## Aim
Copy the records below, substituting "clear sky" for "blue sky" and leaving everything else unchanged.

## Raw records

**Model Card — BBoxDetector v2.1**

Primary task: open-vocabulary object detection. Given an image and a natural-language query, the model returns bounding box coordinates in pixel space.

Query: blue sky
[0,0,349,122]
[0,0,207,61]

## Solved exercise
**Model Card — BBoxDetector v2.1**

Primary task: open-vocabulary object detection. Given an image and a natural-language query, the model returns bounding box coordinates in pixel space.

Query: clear sky
[0,0,349,122]
[0,0,207,61]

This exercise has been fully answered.